*** Selected excerpt Section Begins ***
The MNIST data-set has now been loaded and consists of 70.000 images and class-numbers for the images. The data-set is split into 3 mutually exclusive sub-sets. We will only use the training and test-sets in this tutorial.



In [5]:

    
print("Size of:")
print("- Training-set:\t\t{}".format(data.num_train))
print("- Validation-set:\t{}".format(data.num_val))
print("- Test-set:\t\t{}".format(data.num_test))









    



Size of:
- Training-set:		55000
- Validation-set:	5000
- Test-set:		10000

Copy some of the data-dimensions for convenience.



In [6]:

    
# The number of pixels in each dimension of an image.
img_size = data.img_size

# The images are stored in one-dimensional arrays of this length.
img_size_flat = data.img_size_flat

# Tuple with height and width of images used to reshape arrays.
img_shape = data.img_shape

# Tuple with height, width and depth used to reshape arrays.
# This is used for reshaping in Keras.
img_shape_full = data.img_shape_full

# Number of classes, one class for each of 10 digits.
*** Selected excerpt Section Ends ***
### Exercise tasks
#1 Could you reproduce the MNIST tutorial excerpt word for word, starting at "# The number" and ending at "depth used to reshape arrays."?
#2 Would you extend the MNIST tutorial excerpt from the point where it stops?
The listing is separate material with no connection to the MNIST tutorial excerpt.
*** Input data Section Begins ***
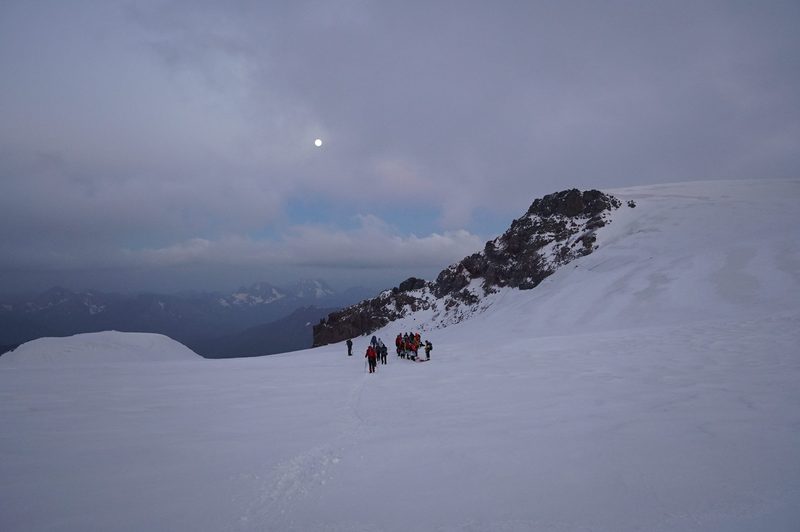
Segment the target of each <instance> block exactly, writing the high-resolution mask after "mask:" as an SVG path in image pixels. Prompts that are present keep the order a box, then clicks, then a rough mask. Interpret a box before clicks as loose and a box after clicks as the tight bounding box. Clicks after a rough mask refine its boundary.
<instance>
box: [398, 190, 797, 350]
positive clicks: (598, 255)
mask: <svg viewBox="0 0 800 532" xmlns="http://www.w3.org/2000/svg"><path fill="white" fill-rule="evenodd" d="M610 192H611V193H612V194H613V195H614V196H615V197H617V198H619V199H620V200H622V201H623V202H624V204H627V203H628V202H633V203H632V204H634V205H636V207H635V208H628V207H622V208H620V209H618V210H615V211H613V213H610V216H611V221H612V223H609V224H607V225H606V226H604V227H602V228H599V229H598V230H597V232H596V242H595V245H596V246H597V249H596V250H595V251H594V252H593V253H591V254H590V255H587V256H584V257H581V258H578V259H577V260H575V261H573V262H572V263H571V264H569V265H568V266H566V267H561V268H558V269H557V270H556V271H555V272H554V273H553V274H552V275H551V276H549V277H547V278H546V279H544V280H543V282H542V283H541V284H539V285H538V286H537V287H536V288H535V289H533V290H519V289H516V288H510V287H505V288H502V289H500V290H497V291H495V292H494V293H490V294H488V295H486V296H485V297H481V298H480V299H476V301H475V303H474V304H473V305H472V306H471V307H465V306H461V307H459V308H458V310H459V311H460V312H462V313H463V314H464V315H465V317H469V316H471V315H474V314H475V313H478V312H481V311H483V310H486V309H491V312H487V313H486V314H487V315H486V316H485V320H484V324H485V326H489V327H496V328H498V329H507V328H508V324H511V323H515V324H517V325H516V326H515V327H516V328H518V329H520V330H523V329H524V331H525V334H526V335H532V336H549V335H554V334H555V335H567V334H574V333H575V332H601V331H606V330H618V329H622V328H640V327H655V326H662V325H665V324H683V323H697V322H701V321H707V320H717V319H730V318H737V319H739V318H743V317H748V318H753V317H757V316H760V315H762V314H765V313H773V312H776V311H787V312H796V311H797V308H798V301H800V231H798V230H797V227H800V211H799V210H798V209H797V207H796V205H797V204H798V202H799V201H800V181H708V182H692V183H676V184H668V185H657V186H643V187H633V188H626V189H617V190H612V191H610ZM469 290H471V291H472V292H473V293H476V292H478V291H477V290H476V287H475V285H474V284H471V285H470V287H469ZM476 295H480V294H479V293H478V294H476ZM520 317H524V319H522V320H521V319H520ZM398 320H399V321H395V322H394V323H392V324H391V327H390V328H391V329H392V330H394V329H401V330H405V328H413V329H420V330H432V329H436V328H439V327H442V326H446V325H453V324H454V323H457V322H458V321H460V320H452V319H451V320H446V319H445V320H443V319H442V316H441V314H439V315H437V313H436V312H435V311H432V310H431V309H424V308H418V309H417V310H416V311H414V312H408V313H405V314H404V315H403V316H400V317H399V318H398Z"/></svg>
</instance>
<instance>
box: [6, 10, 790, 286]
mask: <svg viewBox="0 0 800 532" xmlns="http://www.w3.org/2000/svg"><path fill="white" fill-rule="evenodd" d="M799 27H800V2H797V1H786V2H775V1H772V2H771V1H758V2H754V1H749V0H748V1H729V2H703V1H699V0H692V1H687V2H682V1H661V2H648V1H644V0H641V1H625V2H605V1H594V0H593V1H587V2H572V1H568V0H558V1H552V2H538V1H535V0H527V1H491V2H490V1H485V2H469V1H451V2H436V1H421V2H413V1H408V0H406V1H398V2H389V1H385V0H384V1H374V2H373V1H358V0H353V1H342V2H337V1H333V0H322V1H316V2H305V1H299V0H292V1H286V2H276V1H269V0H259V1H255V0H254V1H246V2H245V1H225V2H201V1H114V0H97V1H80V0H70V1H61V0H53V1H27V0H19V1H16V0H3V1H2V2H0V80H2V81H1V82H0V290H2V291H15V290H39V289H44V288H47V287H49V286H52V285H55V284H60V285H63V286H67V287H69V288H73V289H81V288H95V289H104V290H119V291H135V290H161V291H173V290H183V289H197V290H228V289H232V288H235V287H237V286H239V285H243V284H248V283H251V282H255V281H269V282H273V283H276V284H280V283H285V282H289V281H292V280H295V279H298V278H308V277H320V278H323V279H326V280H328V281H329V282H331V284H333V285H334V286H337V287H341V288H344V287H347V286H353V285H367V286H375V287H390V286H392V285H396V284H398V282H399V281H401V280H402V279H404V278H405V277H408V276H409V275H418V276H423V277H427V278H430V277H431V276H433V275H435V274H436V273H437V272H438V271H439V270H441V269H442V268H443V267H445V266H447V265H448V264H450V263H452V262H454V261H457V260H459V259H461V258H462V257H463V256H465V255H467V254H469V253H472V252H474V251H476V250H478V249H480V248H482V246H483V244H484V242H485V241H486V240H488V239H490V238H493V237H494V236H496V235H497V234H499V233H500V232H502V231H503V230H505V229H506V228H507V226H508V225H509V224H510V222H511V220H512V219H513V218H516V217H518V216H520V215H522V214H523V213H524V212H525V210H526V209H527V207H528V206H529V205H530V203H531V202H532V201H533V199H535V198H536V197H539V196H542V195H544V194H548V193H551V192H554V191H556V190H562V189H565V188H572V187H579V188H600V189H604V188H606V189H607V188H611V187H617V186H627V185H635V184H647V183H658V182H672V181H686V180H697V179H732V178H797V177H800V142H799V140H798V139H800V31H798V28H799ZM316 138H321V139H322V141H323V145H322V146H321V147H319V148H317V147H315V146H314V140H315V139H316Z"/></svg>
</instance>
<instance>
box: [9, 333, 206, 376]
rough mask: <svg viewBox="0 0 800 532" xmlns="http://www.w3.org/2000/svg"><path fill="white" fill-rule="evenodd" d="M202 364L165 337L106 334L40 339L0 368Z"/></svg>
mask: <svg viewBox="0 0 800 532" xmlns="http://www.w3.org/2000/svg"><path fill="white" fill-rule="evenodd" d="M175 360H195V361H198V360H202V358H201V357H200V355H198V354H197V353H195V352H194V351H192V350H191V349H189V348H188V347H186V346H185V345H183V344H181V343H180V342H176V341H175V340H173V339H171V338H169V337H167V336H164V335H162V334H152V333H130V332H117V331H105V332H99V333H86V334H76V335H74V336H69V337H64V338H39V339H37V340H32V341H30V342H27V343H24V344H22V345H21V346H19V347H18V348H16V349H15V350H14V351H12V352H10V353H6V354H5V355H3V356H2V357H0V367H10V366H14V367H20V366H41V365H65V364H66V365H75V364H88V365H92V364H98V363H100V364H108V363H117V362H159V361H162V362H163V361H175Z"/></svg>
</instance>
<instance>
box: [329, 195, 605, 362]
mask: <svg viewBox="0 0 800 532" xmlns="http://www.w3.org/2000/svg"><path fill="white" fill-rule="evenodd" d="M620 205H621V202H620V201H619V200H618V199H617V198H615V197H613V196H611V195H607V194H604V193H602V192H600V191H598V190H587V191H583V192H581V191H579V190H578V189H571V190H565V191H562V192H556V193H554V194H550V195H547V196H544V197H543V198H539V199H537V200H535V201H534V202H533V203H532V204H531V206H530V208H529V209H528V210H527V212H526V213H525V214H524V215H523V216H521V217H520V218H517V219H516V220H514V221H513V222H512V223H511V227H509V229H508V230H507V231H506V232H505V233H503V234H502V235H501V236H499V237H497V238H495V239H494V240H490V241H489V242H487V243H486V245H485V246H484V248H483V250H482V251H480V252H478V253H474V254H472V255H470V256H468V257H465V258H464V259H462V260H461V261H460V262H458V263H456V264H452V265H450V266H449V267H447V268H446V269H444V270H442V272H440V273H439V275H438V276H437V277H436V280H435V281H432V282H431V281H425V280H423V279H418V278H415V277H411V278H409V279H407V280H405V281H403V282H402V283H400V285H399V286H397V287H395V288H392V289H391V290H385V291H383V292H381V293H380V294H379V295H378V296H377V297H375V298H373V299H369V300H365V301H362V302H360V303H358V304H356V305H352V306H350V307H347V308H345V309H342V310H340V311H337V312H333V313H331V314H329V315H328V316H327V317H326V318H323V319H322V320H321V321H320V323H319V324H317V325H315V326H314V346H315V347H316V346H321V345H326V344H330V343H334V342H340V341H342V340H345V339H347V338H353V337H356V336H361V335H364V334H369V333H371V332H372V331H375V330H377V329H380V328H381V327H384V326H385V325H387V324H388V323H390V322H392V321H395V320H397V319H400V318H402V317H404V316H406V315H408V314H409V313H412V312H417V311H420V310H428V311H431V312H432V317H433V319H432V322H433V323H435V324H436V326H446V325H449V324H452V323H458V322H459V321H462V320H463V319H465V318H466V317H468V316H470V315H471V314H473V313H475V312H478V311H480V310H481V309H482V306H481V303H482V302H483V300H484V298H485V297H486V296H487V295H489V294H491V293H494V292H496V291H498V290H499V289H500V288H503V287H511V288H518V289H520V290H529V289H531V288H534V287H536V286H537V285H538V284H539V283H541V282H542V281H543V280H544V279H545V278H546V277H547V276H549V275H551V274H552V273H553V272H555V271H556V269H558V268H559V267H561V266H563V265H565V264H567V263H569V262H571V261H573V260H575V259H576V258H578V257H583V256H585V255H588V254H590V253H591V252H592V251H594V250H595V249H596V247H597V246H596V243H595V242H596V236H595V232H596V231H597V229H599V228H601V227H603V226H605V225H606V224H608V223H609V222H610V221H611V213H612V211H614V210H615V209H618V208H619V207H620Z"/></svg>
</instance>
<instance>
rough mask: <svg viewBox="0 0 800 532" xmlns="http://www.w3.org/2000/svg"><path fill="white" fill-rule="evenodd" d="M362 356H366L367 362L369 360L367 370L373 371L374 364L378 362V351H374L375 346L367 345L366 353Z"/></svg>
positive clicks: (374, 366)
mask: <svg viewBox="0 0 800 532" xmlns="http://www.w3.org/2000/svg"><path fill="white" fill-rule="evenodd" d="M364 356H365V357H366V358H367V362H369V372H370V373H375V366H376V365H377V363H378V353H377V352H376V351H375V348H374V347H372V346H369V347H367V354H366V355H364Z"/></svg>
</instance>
*** Input data Section Ends ***
*** Input data Section Begins ***
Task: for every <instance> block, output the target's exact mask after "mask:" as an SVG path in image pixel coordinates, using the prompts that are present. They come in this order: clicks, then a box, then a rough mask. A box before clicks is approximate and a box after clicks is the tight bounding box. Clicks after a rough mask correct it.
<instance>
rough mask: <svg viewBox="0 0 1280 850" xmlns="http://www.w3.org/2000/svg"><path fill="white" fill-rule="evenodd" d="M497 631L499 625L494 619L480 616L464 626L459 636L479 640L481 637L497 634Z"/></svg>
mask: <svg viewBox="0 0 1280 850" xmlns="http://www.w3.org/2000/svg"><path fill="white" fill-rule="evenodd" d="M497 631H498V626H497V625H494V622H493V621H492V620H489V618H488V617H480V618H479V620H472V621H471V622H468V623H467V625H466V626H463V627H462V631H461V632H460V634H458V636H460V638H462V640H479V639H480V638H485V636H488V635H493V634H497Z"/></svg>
*** Input data Section Ends ***
### Answers to this exercise
#1
# The number of pixels in each dimension of an image.
img_size = data.img_size

# The images are stored in one-dimensional arrays of this length.
img_size_flat = data.img_size_flat

# Tuple with height and width of images used to reshape arrays.
img_shape = data.img_shape

# Tuple with height, width and depth used to reshape arrays.

#2
num_classes = data.num_classes

# Number of colour channels for the images: 1 channel for gray-scale.
num_channels = data.num_channels

Helper-function for plotting images

Function used to plot 9 images in a 3x3 grid, and writing the true and predicted classes below each image.



In [7]:

    
def plot_images(images, cls_true, cls_pred=None):
    assert len(images) == len(cls_true) == 9
    
    # Create figure with 3x3 sub-plots.
    fig, axes = plt.subplots(3, 3)
    fig.subplots_adjust(hspace=0.3, wspace=0.3)

    for i, ax in enumerate(axes.flat):
        # Plot image.
        ax.imshow(images[i].reshape(img_shape), cmap='binary')

        # Show true and predicted classes.
        if cls_pred is None:
            xlabel = "True: {0}".format(cls_true[i])
        else:
            xlabel = "True: {0}, Pred: {1}".format(cls_true[i], cls_pred[i])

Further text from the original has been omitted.